─── Record set ───
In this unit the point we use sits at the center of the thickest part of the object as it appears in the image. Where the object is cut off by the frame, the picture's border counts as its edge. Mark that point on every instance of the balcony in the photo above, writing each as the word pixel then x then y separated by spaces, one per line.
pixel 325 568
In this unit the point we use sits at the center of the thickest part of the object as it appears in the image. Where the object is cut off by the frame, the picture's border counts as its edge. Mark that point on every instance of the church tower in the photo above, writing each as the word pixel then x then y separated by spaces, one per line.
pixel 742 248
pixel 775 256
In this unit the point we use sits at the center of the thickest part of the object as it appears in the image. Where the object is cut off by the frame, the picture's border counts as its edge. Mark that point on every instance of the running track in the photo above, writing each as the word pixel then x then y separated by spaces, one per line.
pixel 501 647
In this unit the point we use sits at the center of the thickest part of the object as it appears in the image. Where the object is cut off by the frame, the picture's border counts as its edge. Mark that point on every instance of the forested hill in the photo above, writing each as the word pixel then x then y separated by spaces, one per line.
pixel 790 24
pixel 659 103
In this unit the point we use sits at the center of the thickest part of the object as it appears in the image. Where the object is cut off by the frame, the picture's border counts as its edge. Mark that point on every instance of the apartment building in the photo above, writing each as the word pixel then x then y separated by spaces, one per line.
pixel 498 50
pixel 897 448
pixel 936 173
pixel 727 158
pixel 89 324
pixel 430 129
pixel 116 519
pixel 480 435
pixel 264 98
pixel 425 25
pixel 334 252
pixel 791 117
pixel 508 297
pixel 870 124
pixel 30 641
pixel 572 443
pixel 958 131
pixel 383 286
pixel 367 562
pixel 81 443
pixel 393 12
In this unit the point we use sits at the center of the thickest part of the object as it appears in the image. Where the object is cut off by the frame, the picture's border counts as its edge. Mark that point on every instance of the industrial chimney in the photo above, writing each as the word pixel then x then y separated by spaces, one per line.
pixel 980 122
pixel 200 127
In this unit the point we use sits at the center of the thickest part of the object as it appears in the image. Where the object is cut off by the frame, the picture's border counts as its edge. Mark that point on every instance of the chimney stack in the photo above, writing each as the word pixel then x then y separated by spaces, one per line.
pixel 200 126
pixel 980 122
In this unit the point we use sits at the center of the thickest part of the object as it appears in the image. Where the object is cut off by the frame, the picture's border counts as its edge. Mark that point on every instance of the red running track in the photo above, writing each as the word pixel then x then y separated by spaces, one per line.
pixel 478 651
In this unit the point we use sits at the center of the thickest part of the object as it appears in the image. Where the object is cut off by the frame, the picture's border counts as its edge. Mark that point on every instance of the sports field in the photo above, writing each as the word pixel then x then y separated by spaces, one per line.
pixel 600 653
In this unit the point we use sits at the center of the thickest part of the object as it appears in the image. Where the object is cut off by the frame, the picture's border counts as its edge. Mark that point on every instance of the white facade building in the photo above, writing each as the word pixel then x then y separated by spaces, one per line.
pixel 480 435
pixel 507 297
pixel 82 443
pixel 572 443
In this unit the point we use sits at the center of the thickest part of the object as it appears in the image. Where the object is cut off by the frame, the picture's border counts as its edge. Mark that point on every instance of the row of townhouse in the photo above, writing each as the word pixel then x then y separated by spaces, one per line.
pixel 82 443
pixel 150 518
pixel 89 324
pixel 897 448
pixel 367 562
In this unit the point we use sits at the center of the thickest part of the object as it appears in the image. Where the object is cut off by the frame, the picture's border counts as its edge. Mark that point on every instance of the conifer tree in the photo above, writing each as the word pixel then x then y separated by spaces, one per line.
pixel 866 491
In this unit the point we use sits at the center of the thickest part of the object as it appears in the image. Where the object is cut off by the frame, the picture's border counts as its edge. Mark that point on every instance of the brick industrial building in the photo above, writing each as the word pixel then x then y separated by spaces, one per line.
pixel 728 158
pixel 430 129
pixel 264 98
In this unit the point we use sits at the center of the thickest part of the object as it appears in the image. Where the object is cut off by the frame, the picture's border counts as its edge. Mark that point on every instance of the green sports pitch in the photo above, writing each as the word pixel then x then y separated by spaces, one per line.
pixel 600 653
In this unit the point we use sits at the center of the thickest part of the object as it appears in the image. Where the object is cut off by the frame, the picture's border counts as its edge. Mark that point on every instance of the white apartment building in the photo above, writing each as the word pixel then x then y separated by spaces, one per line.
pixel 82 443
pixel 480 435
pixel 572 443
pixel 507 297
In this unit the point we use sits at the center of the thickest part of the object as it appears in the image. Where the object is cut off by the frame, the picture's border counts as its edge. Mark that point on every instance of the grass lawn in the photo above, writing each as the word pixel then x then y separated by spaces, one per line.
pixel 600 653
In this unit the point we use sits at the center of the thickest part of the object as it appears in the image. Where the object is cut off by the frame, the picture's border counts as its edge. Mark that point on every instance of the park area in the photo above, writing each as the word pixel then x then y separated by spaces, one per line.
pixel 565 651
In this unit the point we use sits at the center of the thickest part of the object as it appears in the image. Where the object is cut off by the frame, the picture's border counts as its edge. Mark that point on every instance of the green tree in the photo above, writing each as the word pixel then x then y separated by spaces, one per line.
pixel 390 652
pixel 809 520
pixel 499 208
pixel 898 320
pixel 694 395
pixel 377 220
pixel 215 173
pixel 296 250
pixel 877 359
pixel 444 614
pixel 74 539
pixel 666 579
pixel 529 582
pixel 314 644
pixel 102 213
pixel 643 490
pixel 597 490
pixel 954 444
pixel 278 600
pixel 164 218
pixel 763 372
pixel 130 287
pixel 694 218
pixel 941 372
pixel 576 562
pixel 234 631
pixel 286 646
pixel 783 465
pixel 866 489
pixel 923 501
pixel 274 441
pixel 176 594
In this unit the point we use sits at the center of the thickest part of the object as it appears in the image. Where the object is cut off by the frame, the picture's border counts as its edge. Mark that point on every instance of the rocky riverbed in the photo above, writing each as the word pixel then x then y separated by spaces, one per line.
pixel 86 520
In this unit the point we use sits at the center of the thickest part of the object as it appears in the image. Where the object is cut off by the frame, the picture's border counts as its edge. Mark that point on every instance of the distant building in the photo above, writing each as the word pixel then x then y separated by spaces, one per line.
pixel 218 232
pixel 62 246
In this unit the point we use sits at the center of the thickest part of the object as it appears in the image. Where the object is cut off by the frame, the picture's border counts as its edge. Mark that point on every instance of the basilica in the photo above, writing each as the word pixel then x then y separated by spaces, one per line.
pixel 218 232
───
Every record must be retyped so that it matches the original exactly.

In this unit the point we use sits at the center of the thickest part of the object as it appears in the image. Where the object is cut off by the frame, the picture's border counts as its edge. Mark that point on every instance of the balcony in the photo above, writing each as the word pixel then x then y separated by spaces, one per line.
pixel 325 568
In this unit the point we use sits at the center of the thickest part of the object as it appears in the image. Where the object is cut off by the frame, the picture's border counts as its edge. Mark that point on every instance of the church tower in the photo above, writing each as the word pixel then x then y separated by spaces, one per line.
pixel 742 248
pixel 775 256
In this unit the point we use sits at the center of the thickest part of the object as it appears in the image. Where the object is cut off by the frame, the picture's border counts as its edge. Mark that point on every instance of the running track in the photo above, writing each as the word pixel then x then y separated by spaces, one per line.
pixel 501 647
In this unit the point we use sits at the center of the thickest part of the object as it appears in the image. Where the object is cut off by the frame, the picture's border counts as its edge. Mark that point on every instance of the forested hill in the photo above, writing each as the word pixel then x then y separated by spaces, one per line.
pixel 790 24
pixel 659 103
In this unit the point we use sits at the center of the thickest part of the object as it appears in the image. Where the object is cut off by the frame, the picture's border counts as its edge. Mark that point on every instance of the apartment building in the photo above, writing each as the word pixel then x then y separated by spaces, one per line.
pixel 498 50
pixel 897 448
pixel 936 173
pixel 727 158
pixel 89 324
pixel 430 129
pixel 116 519
pixel 480 435
pixel 264 98
pixel 425 25
pixel 334 252
pixel 791 117
pixel 508 297
pixel 870 124
pixel 30 641
pixel 572 443
pixel 958 131
pixel 383 286
pixel 367 562
pixel 81 443
pixel 393 12
In this unit the point we use sits at the center of the thickest part of the object as it appears in the image. Where the object is cut off by the frame, the picture's border counts as its edge. Mark that point on every instance of the industrial chimney in the photo above, writing each as the word pixel then x then y separated by spaces, one per line.
pixel 980 122
pixel 200 127
In this unit the point we use sits at the center of the thickest part of the object as it appears in the image. Where the object is cut off by the frame, the picture's border counts as its edge. Mark that point on every instance of the chimney stack in the photo above, writing each as the word pixel then x then y separated by spaces, one per line.
pixel 200 126
pixel 980 122
In this unit the point we use sits at the center of the thickest part of the object as it appears in the image. Where the object is cut off by the frame, the picture's border counts as its edge. Mark that point on every instance of the red running track in the photo above, writing each as the word pixel then x then y separated by spaces, one per line.
pixel 478 651
In this unit the point we use sits at the center of the thickest part of the object as it appears in the image. Where the object is cut off by the frame, the picture's border counts as its edge. Mark that point on every instance of the sports field in the photo above, writing each as the word pixel then x then y separated by spaces, one per line.
pixel 600 653
In this unit the point we use sits at the center of the thickest part of the object as it appears in the image. Where the object is cut off by the frame, the picture's border counts as its edge. Mark that point on every instance of the white facade building in the photo above, writing each as the word pixel then x then y separated by spaces, one per line.
pixel 480 435
pixel 507 297
pixel 82 443
pixel 572 443
In this unit the point we use sits at the center of the thickest part of the object as it appears in the image. Where the object is cut off by the frame, the picture's border counts as its edge. Mark that point on every instance of the row of townhouse in the photo above, writing each as the word pixel then x then y separated by spaces, one per line.
pixel 82 443
pixel 150 518
pixel 89 324
pixel 897 448
pixel 367 562
In this unit the point we use sits at the center of the thickest part of the object as it appears in the image. Where the object is cut off by the frame, the picture's border counts as its edge. Mark that point on every instance of the conifer tree in the photo above, writing each as the word pixel then x then y separated by spaces, one per line.
pixel 866 491
In this unit the point we use sits at the center of the thickest part of the object as it appears in the image. Where the object is cut off by the frame, the picture's border counts as its edge. Mark that point on every instance of the brick industrial building in the photo above, writing each as the word pixel then x then y separated by spaces, one per line.
pixel 728 158
pixel 430 129
pixel 264 98
In this unit the point we use sits at the center of the thickest part of the object as it appears in the image. Where the object is cut off by the frame, the picture's border counts as its edge. Mark that point on every instance of the green sports pitch in the photo above, writing each as the word pixel then x then y separated by spaces, one per line.
pixel 600 653
In this unit the point we use sits at the center of the thickest part of the object as it appears in the image. Where the object is cut off by the frame, the picture's border counts as its edge. Mark that point on every instance of the white apartment building in the photo above, writing each as the word pixel then x then y separated by spaces, one per line.
pixel 82 443
pixel 480 435
pixel 572 443
pixel 507 297
In this unit the point we use sits at the center of the thickest part of the object as it appears in the image. Where the object is cut off by the frame, the picture's border counts as its edge. Mark that point on every instance of the grass lawn in the photo above, writing each as the word pixel then x then y separated by spaces, one per line.
pixel 600 653
In this unit the point we use sits at the center of the thickest part of the object as it appears in the image. Where the object is cut off by the frame, the picture's border counts as its edge. Mark that point on every instance of the park area in the photo above, writing each as the word pixel then x then y separated by spaces, one per line.
pixel 565 651
In this unit the point we use sits at the center of the thickest part of the object as it appears in the image. Where the object is cut off by the frame, the picture's border counts as its edge. Mark that point on every instance of the green tree in the photo above, writing each as the word pixel then x then y separated by spaces, one per line.
pixel 390 652
pixel 809 520
pixel 499 208
pixel 898 320
pixel 694 395
pixel 377 220
pixel 215 173
pixel 296 250
pixel 877 359
pixel 444 614
pixel 74 539
pixel 666 579
pixel 529 582
pixel 314 644
pixel 102 213
pixel 643 490
pixel 597 490
pixel 954 444
pixel 278 600
pixel 164 218
pixel 763 372
pixel 130 287
pixel 694 218
pixel 941 372
pixel 576 562
pixel 234 631
pixel 286 646
pixel 783 465
pixel 866 489
pixel 923 501
pixel 274 441
pixel 176 594
In this unit the point we use sits at the center of the thickest part of the object as it appears in the image. Where the object is cut off by the frame, the picture's border counts as its edge. Mark that point on every instance of the rocky riverbed in the photo above, writing each as the word pixel then x then y separated by spaces, one per line.
pixel 86 520
In this unit the point we use sits at the center of the thickest part of the object as it appears in the image. Where the object is cut off by the frame, the picture's border counts as its edge. Mark that point on every instance of the distant building in the photo above, writing each as the word pixel then x then y separated by spaces, one per line.
pixel 218 232
pixel 62 246
In this unit the point we use sits at the center of the thickest part of the object as it appears in the image. Where the object is cut off by the frame, the picture's border counts as its edge. Mark that point on every instance of the basilica in the photo above, writing each as the word pixel then x then y separated by spaces, one per line.
pixel 218 232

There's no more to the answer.